For the word "below", state how many lines of the data include it. Respond with the number only.

DATA SHOWN START

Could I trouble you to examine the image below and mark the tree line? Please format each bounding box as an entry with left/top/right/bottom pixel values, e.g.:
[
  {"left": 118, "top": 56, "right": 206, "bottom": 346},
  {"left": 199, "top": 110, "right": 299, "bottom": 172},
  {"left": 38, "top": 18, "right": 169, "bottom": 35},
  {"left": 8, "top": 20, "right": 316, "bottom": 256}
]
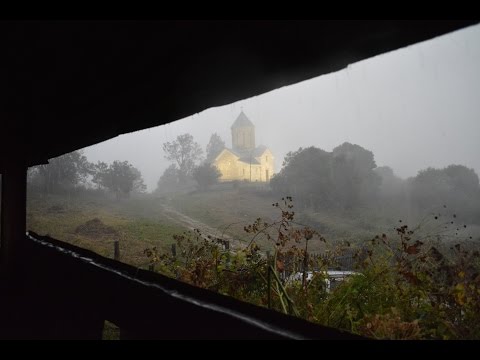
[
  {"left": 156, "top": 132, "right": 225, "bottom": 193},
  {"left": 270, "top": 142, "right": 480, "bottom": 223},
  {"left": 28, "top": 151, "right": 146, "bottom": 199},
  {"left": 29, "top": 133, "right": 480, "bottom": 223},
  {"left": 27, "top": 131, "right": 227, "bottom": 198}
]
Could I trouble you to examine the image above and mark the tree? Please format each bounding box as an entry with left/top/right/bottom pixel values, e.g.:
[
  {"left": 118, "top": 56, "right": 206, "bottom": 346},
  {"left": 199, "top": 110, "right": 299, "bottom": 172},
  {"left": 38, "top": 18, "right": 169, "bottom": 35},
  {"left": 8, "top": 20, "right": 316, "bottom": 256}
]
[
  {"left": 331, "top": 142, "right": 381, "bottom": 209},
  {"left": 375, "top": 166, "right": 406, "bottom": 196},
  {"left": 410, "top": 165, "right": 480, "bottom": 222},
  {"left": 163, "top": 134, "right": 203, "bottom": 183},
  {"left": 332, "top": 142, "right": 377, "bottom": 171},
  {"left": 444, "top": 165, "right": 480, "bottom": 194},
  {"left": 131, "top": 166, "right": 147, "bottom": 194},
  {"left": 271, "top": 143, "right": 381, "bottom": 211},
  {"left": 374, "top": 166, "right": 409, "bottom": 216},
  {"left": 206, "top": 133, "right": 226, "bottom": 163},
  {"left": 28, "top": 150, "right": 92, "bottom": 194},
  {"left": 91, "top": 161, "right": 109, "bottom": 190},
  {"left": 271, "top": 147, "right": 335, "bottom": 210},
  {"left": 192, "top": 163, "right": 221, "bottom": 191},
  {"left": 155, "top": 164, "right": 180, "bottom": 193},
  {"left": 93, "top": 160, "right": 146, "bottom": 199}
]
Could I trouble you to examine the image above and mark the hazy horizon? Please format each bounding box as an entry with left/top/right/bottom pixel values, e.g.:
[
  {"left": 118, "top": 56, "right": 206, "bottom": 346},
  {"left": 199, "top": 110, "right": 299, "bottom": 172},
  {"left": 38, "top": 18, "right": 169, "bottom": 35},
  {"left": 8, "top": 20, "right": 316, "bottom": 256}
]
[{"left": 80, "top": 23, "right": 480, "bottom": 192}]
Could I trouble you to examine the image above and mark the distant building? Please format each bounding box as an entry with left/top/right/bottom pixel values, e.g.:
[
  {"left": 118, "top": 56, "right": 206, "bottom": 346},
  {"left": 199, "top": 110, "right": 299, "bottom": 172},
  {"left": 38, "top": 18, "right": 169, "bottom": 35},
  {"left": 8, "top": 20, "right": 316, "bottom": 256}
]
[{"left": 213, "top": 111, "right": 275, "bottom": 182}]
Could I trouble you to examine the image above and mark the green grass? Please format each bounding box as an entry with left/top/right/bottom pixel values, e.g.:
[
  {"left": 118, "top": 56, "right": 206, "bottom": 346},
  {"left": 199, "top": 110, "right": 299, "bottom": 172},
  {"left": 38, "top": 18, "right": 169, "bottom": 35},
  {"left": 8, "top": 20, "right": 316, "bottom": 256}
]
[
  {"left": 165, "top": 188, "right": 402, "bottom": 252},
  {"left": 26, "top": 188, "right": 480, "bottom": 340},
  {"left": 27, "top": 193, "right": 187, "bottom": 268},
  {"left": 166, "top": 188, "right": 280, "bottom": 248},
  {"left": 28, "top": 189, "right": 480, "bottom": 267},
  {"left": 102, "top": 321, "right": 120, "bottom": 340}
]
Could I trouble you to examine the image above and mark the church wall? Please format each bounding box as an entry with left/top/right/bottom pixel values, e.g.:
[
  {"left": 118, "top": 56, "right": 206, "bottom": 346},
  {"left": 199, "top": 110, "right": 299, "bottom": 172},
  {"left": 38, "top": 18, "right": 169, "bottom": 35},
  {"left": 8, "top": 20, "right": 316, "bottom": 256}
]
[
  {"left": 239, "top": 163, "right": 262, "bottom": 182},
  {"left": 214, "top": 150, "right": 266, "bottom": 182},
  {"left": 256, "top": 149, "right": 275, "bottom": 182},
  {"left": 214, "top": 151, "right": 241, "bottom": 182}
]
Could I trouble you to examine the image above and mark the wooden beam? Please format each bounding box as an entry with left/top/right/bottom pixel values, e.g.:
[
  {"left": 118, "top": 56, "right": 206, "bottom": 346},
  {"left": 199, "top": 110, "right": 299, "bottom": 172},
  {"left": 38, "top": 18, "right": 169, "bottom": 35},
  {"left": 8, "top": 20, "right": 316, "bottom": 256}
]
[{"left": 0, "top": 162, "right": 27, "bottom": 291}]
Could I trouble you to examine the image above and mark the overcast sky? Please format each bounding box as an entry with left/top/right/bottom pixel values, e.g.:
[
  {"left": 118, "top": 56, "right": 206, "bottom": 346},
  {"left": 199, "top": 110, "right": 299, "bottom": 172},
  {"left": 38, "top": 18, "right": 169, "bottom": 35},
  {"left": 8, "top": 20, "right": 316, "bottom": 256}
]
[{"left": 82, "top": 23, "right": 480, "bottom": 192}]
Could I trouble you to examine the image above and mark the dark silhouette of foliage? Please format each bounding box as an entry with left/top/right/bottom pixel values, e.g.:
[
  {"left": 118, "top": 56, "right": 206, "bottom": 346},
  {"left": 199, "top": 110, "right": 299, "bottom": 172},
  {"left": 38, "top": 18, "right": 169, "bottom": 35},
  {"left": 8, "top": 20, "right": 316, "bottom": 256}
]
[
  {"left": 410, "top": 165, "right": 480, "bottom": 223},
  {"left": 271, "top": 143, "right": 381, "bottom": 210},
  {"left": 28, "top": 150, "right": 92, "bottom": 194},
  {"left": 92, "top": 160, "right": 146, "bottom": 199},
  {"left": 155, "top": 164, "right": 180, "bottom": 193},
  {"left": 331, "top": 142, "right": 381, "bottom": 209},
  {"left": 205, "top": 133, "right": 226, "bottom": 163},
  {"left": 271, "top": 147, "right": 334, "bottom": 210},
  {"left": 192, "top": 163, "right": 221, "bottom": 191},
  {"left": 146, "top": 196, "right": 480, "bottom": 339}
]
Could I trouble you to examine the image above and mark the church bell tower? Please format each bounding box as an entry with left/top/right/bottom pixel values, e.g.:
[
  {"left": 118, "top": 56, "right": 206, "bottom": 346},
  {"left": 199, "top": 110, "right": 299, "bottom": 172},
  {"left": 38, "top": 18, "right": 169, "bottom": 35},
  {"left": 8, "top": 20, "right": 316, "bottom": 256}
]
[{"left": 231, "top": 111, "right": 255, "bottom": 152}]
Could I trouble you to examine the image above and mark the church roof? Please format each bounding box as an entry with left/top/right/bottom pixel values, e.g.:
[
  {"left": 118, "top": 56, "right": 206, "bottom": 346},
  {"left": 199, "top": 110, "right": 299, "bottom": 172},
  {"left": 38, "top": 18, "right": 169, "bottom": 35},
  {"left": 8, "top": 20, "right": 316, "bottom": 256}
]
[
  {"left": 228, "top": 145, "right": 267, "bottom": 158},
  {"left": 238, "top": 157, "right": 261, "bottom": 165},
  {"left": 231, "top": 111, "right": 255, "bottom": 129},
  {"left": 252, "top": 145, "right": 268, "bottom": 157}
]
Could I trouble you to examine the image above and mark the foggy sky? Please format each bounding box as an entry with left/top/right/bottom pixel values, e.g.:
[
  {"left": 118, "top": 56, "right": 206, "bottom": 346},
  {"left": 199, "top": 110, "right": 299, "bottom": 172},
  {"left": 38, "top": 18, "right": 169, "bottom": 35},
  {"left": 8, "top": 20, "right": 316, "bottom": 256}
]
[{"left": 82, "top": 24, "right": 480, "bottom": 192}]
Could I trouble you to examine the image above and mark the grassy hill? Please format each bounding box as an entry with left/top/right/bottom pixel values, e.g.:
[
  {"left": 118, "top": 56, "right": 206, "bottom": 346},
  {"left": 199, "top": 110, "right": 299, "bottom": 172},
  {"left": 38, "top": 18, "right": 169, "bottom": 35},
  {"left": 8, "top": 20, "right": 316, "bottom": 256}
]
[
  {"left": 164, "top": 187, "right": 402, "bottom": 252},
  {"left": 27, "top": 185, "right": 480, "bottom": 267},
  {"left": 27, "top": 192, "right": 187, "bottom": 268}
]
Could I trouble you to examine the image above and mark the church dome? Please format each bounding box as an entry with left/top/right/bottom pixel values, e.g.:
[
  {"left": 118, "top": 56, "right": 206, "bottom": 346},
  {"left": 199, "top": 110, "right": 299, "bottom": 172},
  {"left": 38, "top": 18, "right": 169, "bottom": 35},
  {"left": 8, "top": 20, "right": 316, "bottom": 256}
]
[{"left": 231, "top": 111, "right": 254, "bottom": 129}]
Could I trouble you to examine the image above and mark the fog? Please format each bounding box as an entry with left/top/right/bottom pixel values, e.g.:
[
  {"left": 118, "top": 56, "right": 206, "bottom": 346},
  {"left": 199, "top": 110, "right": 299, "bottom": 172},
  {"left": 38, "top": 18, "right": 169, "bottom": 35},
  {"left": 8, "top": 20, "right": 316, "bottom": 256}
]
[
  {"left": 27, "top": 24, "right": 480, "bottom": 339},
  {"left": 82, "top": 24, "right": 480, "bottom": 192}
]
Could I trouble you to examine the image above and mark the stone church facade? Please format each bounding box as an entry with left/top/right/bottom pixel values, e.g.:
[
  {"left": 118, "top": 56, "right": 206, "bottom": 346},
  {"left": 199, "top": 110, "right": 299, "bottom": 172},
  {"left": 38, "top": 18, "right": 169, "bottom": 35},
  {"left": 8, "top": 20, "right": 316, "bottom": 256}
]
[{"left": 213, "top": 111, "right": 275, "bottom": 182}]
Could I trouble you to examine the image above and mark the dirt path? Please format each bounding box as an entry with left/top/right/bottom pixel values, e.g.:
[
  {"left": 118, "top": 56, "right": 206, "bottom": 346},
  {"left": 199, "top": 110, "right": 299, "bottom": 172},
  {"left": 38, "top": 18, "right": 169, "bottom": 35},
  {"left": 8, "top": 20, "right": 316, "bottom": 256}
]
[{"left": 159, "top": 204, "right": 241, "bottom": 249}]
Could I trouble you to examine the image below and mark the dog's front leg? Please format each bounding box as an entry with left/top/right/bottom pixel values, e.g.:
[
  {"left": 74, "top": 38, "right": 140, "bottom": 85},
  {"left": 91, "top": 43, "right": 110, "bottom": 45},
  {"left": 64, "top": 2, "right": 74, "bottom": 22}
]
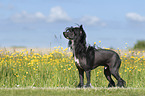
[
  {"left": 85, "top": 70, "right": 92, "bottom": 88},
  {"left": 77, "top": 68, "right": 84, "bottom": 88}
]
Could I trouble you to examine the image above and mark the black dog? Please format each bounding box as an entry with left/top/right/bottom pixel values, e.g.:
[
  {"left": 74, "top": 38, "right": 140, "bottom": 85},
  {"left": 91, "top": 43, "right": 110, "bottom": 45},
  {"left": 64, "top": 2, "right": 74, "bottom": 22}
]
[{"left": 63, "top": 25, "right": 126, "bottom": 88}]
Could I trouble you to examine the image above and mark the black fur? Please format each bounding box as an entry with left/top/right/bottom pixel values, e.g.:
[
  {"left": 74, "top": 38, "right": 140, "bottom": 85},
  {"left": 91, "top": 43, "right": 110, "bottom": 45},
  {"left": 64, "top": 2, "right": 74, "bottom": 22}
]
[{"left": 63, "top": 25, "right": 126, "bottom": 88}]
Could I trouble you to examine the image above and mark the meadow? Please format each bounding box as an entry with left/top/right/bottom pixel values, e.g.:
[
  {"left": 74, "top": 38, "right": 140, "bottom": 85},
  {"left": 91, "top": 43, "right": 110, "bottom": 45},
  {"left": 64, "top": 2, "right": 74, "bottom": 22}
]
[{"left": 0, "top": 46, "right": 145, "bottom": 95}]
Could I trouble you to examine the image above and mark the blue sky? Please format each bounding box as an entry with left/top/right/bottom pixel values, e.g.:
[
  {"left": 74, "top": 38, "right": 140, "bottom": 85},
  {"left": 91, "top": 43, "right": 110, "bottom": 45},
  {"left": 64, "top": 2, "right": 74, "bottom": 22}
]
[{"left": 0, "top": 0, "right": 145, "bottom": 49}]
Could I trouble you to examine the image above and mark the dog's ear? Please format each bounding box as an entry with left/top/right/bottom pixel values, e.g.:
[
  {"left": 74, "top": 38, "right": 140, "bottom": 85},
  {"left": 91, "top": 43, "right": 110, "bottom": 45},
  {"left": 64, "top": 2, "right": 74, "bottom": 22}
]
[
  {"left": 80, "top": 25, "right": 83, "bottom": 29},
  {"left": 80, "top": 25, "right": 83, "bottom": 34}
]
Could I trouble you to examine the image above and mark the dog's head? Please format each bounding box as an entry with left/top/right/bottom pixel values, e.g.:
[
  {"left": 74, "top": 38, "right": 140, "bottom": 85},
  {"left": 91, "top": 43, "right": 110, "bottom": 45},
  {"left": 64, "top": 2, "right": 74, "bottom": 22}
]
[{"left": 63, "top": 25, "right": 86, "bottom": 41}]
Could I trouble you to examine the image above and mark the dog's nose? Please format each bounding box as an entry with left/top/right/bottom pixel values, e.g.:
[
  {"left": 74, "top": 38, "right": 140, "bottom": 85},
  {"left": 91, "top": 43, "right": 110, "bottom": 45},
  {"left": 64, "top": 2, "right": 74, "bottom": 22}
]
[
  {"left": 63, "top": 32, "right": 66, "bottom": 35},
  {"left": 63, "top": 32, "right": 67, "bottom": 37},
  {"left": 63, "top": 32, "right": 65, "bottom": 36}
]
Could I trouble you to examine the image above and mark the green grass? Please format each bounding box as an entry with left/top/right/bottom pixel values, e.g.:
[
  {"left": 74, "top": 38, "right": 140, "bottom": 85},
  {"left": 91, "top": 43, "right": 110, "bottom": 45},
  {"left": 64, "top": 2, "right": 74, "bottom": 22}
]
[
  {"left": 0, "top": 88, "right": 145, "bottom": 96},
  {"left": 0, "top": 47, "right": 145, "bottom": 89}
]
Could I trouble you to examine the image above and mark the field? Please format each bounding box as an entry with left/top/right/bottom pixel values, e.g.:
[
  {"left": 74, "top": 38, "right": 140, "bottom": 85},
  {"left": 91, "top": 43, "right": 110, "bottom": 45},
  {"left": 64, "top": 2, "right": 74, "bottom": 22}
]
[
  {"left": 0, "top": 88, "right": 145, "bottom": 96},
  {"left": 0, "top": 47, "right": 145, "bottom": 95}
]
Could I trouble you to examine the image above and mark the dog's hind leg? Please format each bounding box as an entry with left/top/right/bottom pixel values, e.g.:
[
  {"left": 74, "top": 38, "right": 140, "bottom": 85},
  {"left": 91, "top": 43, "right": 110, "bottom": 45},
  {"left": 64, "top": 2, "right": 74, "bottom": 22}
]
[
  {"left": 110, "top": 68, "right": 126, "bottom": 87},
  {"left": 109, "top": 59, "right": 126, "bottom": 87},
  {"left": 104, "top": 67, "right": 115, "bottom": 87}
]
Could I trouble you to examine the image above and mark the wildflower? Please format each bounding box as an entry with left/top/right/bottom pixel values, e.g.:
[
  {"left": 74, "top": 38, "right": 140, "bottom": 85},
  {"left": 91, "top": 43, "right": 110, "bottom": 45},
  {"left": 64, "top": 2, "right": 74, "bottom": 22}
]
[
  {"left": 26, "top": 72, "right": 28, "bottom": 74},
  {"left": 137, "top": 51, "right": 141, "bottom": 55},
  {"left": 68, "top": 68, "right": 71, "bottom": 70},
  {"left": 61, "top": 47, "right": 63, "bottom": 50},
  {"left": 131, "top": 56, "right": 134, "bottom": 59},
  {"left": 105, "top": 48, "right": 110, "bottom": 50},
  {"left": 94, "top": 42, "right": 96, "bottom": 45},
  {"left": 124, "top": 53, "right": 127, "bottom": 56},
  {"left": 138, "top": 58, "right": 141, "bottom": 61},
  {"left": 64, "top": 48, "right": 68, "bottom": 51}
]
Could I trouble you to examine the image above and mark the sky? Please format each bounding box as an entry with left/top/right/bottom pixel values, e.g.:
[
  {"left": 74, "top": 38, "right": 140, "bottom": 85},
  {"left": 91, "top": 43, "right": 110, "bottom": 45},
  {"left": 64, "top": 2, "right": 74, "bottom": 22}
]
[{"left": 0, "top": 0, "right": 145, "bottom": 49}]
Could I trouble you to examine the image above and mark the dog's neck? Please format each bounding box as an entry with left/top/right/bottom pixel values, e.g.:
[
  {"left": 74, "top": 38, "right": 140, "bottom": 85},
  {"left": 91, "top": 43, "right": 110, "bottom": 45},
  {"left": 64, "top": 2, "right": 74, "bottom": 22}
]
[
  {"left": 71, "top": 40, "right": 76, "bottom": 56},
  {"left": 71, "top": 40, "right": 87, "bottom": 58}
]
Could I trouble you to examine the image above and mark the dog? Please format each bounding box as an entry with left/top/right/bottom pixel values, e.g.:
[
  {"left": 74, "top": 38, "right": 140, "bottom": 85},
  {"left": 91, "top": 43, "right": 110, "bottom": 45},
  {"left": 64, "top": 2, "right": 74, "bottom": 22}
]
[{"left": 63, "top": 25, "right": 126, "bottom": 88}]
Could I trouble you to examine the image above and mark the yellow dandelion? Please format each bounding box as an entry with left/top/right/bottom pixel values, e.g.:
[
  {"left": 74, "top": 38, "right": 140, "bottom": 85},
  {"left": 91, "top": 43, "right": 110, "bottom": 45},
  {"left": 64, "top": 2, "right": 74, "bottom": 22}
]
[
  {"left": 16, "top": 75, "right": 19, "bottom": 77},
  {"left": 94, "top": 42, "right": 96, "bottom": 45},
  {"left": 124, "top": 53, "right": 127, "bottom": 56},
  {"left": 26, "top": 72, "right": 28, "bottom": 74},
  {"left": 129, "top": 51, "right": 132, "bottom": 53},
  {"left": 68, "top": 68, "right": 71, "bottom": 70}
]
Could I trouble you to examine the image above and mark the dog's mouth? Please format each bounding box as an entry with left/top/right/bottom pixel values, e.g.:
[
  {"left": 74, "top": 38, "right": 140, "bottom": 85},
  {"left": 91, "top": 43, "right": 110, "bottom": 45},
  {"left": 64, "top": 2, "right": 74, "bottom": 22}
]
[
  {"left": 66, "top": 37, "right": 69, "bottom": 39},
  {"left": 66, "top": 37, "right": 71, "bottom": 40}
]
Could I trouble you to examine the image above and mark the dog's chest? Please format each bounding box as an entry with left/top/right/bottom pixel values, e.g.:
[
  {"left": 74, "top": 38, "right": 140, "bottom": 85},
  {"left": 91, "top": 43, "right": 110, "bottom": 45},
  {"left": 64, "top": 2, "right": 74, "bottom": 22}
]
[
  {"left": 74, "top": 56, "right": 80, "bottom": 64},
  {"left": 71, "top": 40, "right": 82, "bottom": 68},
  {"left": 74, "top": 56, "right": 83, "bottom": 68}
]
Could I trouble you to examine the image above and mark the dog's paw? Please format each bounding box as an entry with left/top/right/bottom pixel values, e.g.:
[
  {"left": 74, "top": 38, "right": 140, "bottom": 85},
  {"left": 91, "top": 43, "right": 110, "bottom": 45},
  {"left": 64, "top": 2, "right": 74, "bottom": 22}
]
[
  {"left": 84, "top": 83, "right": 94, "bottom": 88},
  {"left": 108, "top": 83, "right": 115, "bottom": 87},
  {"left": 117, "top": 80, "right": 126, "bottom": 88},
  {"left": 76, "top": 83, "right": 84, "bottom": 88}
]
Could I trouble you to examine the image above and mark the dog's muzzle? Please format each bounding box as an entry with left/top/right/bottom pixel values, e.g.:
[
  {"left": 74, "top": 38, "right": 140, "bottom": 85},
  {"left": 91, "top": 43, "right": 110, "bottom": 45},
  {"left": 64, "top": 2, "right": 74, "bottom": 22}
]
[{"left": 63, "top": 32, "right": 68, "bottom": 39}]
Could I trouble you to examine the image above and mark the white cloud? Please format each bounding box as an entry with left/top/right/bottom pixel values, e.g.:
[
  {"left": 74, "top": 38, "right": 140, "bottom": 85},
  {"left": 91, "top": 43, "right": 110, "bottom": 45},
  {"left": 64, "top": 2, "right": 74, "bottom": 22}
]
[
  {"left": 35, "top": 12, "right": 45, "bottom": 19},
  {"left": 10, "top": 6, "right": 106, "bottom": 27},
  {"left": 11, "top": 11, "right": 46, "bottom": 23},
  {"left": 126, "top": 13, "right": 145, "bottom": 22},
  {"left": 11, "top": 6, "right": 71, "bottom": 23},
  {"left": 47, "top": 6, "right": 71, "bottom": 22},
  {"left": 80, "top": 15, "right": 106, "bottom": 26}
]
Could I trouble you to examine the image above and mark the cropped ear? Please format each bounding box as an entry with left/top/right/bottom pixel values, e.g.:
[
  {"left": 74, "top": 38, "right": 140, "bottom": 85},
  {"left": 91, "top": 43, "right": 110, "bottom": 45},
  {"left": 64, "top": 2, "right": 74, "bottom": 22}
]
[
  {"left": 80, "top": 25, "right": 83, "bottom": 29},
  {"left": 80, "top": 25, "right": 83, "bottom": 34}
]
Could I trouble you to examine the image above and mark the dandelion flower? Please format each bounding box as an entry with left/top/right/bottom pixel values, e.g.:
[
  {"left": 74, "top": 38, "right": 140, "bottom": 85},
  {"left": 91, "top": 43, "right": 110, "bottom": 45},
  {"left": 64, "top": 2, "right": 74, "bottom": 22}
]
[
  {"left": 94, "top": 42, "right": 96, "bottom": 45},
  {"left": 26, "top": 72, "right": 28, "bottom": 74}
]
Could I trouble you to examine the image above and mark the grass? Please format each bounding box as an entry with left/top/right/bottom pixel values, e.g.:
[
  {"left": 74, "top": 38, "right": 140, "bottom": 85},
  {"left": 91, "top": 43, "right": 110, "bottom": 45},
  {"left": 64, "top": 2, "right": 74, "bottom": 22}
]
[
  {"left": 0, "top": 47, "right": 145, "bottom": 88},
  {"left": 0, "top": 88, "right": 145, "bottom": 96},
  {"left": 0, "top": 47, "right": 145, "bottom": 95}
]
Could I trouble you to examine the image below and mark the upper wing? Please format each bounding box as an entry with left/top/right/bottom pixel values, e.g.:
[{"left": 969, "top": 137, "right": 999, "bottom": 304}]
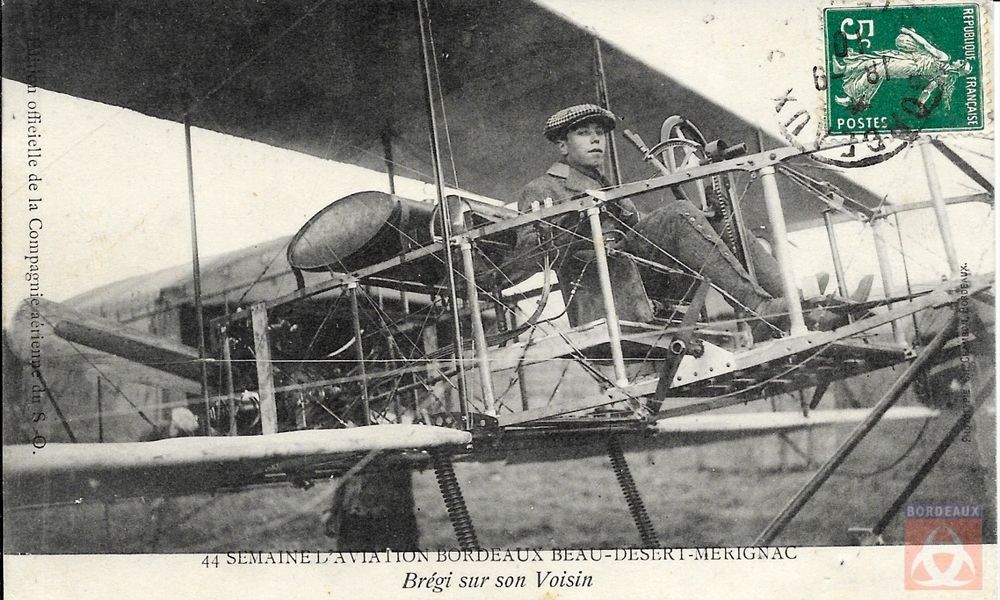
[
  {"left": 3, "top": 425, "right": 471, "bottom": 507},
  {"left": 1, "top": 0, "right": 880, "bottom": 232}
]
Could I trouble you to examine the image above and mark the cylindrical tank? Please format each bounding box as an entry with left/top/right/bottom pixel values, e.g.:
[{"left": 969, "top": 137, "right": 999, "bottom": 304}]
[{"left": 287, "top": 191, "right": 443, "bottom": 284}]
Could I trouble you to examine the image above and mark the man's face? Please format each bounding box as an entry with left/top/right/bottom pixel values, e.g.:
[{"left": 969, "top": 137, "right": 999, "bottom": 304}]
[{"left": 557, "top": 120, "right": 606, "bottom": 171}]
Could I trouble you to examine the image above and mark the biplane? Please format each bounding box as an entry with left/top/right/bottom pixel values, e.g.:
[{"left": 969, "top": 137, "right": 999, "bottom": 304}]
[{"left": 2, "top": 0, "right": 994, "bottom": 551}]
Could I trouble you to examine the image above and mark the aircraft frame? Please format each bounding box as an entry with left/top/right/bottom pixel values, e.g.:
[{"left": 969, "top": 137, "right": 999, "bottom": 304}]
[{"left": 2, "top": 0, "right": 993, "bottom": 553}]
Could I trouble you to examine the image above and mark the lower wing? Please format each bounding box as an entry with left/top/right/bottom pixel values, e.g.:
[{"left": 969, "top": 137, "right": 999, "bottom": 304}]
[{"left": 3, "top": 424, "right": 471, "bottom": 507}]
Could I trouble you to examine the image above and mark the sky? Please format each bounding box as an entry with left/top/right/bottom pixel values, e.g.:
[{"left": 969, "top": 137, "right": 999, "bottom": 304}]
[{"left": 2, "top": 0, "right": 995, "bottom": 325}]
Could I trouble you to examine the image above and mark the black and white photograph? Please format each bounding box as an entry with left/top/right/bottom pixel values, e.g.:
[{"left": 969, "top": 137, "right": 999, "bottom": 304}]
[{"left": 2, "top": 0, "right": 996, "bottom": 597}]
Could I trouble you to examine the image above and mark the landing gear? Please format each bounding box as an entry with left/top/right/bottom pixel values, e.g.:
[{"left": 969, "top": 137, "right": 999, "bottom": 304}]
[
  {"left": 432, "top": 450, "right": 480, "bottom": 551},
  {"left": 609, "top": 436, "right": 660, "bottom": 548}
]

DATA SHOWN END

# FINISHED TASK
3